:: Actions to take ::
(A) Using the Gini Gamma page below, explain in one to three sentences why its definition of Gini Gamma pairs the copula C with both M and W.
(B) Pull out every line of the rows below that contains the string "long", matching case exactly.

:: Page excerpt ::
<<<<
The Gini Gamma of a Copula

Description

Compute the measure of association known as the Gini Gamma \gamma_\mathbf{C} (Nelsen, 2006, pp. 180–182), which is defined as

\gamma_\mathbf{C} = \mathcal{Q}(\mathbf{C},\mathbf{M}) + \mathcal{Q}(\mathbf{C},\mathbf{W})\mbox{,}

where \mathbf{C}(u,v) is the copula, \mathbf{M}(u,v) is the M function, and \mathbf{W}(u,v) is the W function. The function \mathcal{Q}(a,b) (concordCOP) is a concordance function (Nelsen, 2006, p. 158). Nelsen also reports that “Gini Gamma measures a concordance relation of “distance” between \mathbf{C}(u,v) and monotone dependence, as represented by the Fréchet–Hoeffding lower bound and Fréchet–Hoeffding upper bound copulas [\mathbf{M}(u,v), M and \mathbf{W}(u,v), W respectively]”
>>>>
:: Data entries ::
<<<<
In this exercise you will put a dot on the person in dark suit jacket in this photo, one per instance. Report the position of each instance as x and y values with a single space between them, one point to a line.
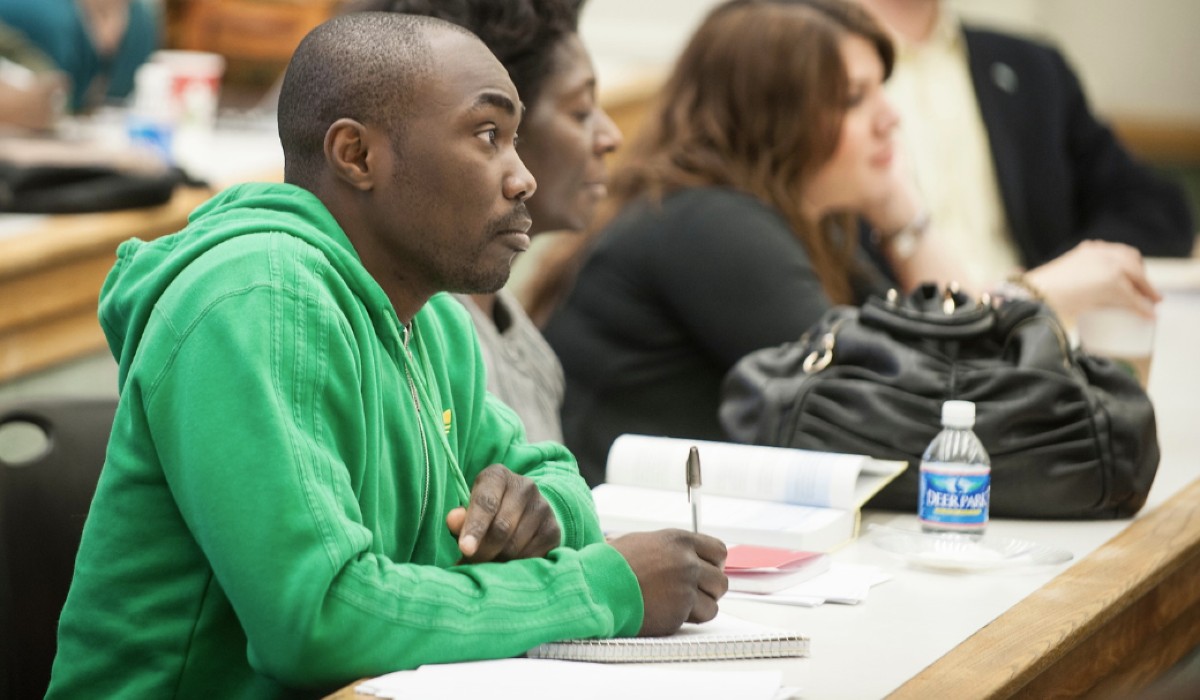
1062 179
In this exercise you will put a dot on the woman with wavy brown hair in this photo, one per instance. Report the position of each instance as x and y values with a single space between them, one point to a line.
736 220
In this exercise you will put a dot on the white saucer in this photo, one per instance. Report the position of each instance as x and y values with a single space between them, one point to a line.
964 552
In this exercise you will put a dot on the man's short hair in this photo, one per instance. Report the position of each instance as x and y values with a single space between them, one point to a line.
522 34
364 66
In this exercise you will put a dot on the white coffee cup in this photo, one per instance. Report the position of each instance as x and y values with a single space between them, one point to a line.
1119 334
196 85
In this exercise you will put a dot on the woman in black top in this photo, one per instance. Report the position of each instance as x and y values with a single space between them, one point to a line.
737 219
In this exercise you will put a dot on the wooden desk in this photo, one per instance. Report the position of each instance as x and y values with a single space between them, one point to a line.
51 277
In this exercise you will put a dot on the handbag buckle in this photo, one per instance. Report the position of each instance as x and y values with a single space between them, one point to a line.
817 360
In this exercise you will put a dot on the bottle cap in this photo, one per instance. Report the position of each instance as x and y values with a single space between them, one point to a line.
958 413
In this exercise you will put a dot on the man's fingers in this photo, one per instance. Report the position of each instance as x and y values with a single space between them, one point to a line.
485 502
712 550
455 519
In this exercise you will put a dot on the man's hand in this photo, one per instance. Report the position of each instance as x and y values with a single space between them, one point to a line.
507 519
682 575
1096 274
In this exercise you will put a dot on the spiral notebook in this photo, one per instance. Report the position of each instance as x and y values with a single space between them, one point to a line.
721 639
>>>>
<<<<
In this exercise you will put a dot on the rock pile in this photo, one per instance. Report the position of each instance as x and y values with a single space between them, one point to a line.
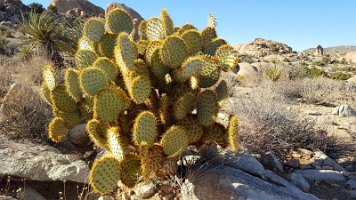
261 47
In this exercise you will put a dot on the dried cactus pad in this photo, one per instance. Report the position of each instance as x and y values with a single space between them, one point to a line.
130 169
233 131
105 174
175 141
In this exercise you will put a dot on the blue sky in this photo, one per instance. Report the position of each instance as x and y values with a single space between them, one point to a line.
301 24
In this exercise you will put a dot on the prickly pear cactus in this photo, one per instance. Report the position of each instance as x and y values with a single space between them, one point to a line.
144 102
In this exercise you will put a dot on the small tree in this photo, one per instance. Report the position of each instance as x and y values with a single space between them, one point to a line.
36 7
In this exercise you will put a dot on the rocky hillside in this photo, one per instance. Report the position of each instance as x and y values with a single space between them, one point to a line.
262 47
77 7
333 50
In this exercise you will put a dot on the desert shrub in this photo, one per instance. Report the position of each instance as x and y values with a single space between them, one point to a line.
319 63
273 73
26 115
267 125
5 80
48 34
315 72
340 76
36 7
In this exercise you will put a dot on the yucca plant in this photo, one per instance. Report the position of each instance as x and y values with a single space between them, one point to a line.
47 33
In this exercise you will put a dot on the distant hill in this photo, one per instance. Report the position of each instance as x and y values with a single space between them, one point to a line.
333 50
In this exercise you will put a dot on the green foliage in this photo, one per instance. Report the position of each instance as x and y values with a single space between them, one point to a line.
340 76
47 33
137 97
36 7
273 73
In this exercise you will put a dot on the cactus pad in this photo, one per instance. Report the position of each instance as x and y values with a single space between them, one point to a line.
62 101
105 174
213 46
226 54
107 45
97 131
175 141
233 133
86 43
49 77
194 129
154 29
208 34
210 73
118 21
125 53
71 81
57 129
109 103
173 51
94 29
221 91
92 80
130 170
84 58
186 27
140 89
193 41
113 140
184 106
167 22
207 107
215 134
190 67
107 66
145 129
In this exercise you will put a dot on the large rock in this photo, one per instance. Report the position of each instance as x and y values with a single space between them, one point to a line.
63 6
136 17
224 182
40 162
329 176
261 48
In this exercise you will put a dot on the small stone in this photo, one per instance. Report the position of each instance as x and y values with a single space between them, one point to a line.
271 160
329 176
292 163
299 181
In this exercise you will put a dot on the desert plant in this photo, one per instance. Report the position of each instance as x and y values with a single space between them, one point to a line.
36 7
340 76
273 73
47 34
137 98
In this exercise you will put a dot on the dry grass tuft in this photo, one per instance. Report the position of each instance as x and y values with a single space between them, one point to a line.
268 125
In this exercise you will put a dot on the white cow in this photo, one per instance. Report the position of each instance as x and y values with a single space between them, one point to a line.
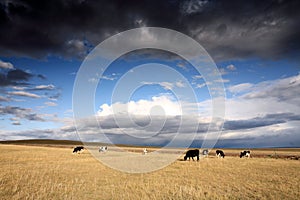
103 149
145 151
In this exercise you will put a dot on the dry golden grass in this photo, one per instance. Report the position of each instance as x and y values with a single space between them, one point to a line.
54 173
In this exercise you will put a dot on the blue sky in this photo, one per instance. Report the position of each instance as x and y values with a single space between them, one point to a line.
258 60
>>>>
<<<<
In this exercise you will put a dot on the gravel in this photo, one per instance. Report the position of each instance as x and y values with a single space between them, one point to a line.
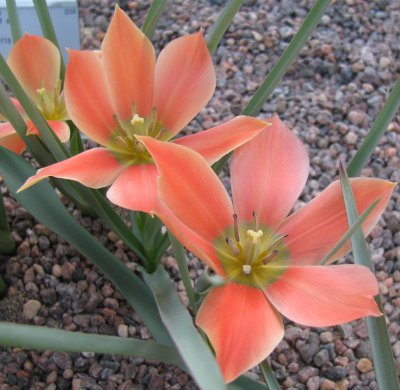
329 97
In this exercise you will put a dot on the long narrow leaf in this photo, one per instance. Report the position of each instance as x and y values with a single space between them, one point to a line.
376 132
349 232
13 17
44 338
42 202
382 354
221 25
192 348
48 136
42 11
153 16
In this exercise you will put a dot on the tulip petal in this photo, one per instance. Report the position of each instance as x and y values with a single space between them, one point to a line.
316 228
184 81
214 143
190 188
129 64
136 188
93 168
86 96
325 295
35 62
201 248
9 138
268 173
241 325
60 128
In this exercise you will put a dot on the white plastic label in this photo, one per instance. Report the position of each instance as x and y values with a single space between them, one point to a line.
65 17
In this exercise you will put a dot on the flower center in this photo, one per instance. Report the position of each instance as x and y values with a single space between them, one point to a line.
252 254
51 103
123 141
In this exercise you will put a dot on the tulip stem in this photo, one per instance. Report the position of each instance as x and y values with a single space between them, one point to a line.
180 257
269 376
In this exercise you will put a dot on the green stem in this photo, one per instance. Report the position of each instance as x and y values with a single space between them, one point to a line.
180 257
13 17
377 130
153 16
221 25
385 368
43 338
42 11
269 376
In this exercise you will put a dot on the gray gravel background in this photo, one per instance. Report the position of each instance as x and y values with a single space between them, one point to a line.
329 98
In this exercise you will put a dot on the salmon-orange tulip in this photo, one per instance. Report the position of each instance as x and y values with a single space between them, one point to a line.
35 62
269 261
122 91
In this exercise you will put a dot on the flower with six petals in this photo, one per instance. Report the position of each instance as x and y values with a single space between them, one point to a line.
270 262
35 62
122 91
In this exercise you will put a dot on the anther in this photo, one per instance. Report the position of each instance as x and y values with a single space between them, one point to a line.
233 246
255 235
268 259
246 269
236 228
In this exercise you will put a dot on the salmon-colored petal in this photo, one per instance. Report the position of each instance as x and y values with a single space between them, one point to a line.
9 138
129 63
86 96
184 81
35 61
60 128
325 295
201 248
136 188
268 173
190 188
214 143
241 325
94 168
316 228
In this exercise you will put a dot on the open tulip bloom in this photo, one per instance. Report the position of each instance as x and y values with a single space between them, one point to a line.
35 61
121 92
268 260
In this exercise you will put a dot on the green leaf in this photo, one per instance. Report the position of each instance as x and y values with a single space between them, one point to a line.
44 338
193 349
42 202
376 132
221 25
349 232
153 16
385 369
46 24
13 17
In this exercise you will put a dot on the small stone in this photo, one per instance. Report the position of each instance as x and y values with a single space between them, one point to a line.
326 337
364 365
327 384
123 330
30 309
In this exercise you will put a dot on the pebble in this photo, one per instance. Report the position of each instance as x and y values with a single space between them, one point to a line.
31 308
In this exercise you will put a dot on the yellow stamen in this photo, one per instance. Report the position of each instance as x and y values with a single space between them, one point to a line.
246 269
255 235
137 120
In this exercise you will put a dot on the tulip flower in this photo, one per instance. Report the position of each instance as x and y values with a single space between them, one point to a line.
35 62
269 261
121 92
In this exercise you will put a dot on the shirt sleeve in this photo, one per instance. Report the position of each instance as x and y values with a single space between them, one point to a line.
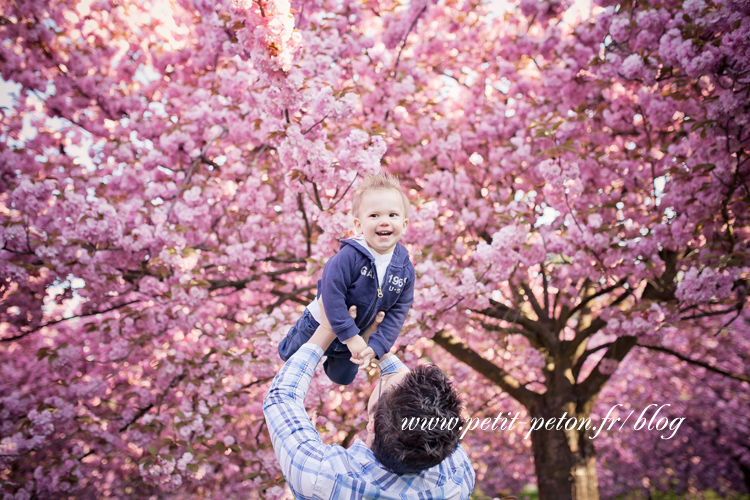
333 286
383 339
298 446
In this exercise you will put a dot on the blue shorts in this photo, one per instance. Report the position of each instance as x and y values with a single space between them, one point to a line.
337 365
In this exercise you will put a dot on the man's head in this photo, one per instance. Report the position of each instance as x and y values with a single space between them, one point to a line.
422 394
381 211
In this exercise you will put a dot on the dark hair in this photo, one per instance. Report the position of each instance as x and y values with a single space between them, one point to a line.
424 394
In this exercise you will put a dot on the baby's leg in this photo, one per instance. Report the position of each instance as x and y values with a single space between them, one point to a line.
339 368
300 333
>>>>
:: Task-by-task answers ::
(A) Nelsen reports that Gini Gamma measures a concordance relation of "distance" between the copula C(u,v) and monotone dependence. That monotone dependence is represented by the Fréchet–Hoeffding bound copulas M(u,v) and W(u,v). The definition therefore adds the concordance function of C with M to the concordance function of C with W.

(B)
In this exercise you will put a dot on the long narrow leaf in this photo, one per instance. Report the position of each instance as x and y values with a single space between them, one point to a line.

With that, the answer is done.